[Source records]
++++
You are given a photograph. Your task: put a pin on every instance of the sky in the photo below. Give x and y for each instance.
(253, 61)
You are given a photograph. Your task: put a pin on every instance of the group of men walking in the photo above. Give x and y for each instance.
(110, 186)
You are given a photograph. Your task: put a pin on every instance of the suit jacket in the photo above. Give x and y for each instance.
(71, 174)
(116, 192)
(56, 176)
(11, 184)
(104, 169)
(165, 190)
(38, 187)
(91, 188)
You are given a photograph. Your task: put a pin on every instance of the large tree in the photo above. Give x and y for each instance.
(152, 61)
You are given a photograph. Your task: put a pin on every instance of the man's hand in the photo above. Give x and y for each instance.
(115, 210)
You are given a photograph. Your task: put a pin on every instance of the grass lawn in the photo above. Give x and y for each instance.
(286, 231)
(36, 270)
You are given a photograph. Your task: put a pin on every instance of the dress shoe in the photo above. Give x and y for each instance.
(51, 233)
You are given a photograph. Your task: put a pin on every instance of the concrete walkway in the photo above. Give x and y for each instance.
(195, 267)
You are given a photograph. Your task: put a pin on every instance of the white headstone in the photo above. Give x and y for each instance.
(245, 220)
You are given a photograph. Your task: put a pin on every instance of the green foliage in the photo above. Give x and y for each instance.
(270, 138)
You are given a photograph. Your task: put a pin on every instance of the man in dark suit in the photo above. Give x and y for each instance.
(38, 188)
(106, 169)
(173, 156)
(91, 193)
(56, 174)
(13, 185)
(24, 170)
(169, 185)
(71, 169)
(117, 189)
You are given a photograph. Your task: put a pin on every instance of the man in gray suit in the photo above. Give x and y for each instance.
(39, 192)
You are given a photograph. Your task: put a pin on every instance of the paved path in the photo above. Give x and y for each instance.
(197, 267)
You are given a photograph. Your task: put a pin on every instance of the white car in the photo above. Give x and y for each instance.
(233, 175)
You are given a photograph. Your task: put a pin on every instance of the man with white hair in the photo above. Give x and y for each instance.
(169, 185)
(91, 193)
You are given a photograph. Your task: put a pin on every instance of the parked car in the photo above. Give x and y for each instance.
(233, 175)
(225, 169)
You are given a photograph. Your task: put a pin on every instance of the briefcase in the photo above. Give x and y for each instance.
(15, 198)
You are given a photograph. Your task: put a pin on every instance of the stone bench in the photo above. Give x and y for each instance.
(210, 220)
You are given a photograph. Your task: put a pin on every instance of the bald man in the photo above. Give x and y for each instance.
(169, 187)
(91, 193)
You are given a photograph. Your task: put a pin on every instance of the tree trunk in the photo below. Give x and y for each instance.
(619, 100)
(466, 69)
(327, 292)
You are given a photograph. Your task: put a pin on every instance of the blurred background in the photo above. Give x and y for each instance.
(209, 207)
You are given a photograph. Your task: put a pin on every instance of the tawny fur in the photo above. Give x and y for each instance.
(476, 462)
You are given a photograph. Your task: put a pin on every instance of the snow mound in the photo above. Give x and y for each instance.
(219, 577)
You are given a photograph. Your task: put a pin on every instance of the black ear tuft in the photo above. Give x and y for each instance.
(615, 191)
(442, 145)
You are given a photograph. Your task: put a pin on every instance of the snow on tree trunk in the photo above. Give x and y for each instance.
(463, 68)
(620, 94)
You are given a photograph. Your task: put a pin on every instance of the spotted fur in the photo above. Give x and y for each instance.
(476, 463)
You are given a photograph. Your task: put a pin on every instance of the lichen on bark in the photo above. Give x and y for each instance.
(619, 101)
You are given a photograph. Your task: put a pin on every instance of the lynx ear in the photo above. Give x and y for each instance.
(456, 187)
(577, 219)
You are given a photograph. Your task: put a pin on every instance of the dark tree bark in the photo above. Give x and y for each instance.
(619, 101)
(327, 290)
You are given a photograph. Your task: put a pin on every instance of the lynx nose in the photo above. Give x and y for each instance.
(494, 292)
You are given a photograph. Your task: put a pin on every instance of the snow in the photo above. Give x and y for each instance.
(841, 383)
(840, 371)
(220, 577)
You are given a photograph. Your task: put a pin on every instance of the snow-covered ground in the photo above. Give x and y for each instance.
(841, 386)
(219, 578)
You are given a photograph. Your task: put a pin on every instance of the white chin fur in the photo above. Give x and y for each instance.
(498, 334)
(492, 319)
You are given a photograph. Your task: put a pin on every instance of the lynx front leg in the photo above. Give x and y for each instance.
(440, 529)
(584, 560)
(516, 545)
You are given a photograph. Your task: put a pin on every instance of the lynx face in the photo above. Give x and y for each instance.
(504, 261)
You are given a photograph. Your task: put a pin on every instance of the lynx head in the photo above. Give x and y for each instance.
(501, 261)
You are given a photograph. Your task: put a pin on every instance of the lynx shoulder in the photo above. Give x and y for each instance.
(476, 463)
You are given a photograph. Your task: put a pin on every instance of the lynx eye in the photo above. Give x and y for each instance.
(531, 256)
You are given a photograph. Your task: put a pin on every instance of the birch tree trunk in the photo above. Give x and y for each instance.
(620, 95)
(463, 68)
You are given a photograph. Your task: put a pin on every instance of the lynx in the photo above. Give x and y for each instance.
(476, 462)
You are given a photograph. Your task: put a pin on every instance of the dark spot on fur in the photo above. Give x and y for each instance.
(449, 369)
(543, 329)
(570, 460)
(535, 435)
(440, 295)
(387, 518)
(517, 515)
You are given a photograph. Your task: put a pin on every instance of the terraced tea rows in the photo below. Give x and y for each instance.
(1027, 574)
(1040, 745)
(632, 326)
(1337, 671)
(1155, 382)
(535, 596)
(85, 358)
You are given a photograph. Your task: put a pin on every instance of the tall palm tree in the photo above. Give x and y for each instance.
++++
Task statement.
Rewrite the listing above in full, substituting "place a marker on" for each occurrence of "put a pin on" and keeping every other word the same.

Correct answer.
You are given a photograph. Your task: place a marker on every instance of the sky in the photo below. Give x and y for each instance.
(253, 61)
You are given a photograph. Your task: place a marker on every instance of the group of men walking in the photo above. Give x and y for each instance.
(110, 186)
You are given a photograph. Your task: place a marker on every instance of the suit jacket in the photo above. Give x and y for each instance.
(71, 174)
(116, 192)
(56, 176)
(11, 184)
(104, 169)
(165, 190)
(38, 187)
(91, 188)
You are given a photograph. Your task: place a marker on every instance of the large tree in the photo above. Give x and y for each instance.
(152, 61)
You are given a photograph. Your task: place a marker on every instance of the man's hand in the photo above. Give x and y for each instance.
(115, 210)
You are given a photograph. Your task: place a marker on every instance of the grass lawn in the photo above. Give x and y for each instance.
(286, 231)
(36, 270)
You are given a photograph. Your task: place a marker on every instance of the dress shoe in the photo above. Give x and y for each instance.
(51, 233)
You are given a photograph. Your task: place a marker on every instance of the concrete walkway in the photo above. Give x and y for each instance.
(195, 267)
You are given a photograph. Your task: place a marker on every instance of the white headstone in the photo above. Give x and y for each instance.
(245, 220)
You are given a photograph. Your task: place a marker on every instance of the green foliage in the photo above. Give x and y for each instance.
(270, 138)
You are given a photograph. Your task: place a marker on every instance of the man in dark suit in the photo above. Give x and y for each instance.
(38, 188)
(106, 169)
(173, 156)
(91, 193)
(56, 174)
(13, 185)
(24, 170)
(169, 185)
(71, 169)
(117, 189)
You are given a photograph. Your task: place a marker on every instance of the man in gray suit in the photo above. Give x and y for each instance.
(39, 192)
You are given a photograph. Your task: place a marker on every instance of the paved path in the photo above. Give x and y for each instance.
(197, 267)
You are given a photograph. Your task: place a marker on every instance of the white car in the photo above. Give x and y for each instance.
(233, 175)
You are given a photograph. Your task: place a marker on every instance of the man with white hair in the photo above. Give x and y for each instance.
(169, 185)
(91, 193)
You are given a photograph. Your task: place a marker on every instance of the parked car in the photo above. Give x and y for each instance.
(233, 175)
(225, 169)
You are given a photograph. Your task: place a marker on every instance of the briefcase in the photo above. Give x and y for each instance.
(15, 198)
You are given a photograph. Your task: place a marker on every instance of the stone bench in the photo above. Give x and y for each instance.
(210, 220)
You are given a photograph. Your task: place a marker on every instance of the bald man in the photo above. Give x and y for each instance.
(169, 187)
(91, 193)
You are given a photograph. Your task: place a marker on every instance of the tree trunk in the photo below. Give x and y for each instance.
(619, 100)
(466, 69)
(327, 292)
You are given a photograph. Your task: place a marker on every instance of the blurred background in the photo above. Give x and y for each instance.
(209, 207)
You are given a photograph. Your task: place a marker on every instance of the tawny fur in the photo above. Give x and y for each instance.
(476, 462)
You are given a photograph. Your task: place a marker on every instance of the snow mound in the photo above. Give x and y for each instance.
(219, 577)
You are given a photograph. Your task: place a marker on every instance of the black ear tuft in the photo above. Give x and y for each instance.
(615, 191)
(442, 145)
You are given a photograph. Your task: place a marker on every instance of the snow on tree trunk in the photo above. Give x and y for each instance.
(463, 68)
(620, 94)
You are given a photograph. Your task: place a marker on every instance of the spotted fur in the photo above. Give x and y for each instance.
(476, 463)
You are given a photograph. Your task: place a marker on every instance of the lichen on bark in the photo above. Give x and y for each instance.
(619, 101)
You are given a photograph. Your task: place a marker on every instance of the lynx ear in the photo above. Give x and y for each instance.
(456, 187)
(577, 219)
You are given a photograph. Your task: place a marker on every instance of the dark tree bark in the photo above. Give x and y for each instance.
(619, 101)
(327, 290)
You are given a photograph. Your task: place a marker on every instance of the lynx nose in the photo above. Give x and y for each instance.
(494, 292)
You are given a photograph. Your task: place a marker on every instance of the snow in the photo above. Give x and y for each instance.
(841, 383)
(840, 371)
(220, 577)
You are given a photograph. Your task: place a marker on every instance of the snow-covered ground in the photo above. Give x and y for each instance.
(841, 386)
(219, 578)
You are given a photograph. Your task: place a marker on every instance of the white chin fur in the photo above. Give x and y for each instance.
(498, 334)
(492, 319)
You are given a photograph. Your task: place a marker on every instance of the lynx front leg in the photo above. Give x and y for each instance.
(440, 529)
(584, 560)
(516, 545)
You are given a photograph. Your task: place a marker on every instance of the lynx face in the photo above. Give x and y for each instance.
(504, 261)
You are given a photograph. Your task: place a marker on every instance of the lynx head in the photo above. Give x and y for each instance.
(501, 261)
You are given a photograph. Your task: place a marker on every instance of the lynx shoulder in the photo above. Give x and y for each instance.
(476, 463)
You are given a photograph. Your task: place a marker on every instance of the lynx eye in the photo above. Give x and y for each instance.
(531, 256)
You are given a photograph. Your task: place a marker on every instance of the birch tree trunk in the photo above. Give x and y for each instance.
(620, 95)
(463, 68)
You are given a photograph. Your task: place a marker on every instance of the lynx in the photo above. Give x and y for each instance.
(476, 462)
You are given a photograph. Your task: place a marker on every instance of the dark spot on fur in the photo above. Give x and y for each instance.
(449, 369)
(543, 329)
(570, 460)
(535, 435)
(440, 295)
(387, 518)
(517, 515)
You are given a photograph. Your task: place a marker on every instance of the terraced tea rows in the photo below. Give x and y for each instance.
(1027, 574)
(1040, 745)
(632, 326)
(1337, 671)
(1155, 382)
(535, 596)
(85, 358)
You are given a photograph. Your task: place a marker on every instance of the tall palm tree in the photo above. Give x and y for each instance.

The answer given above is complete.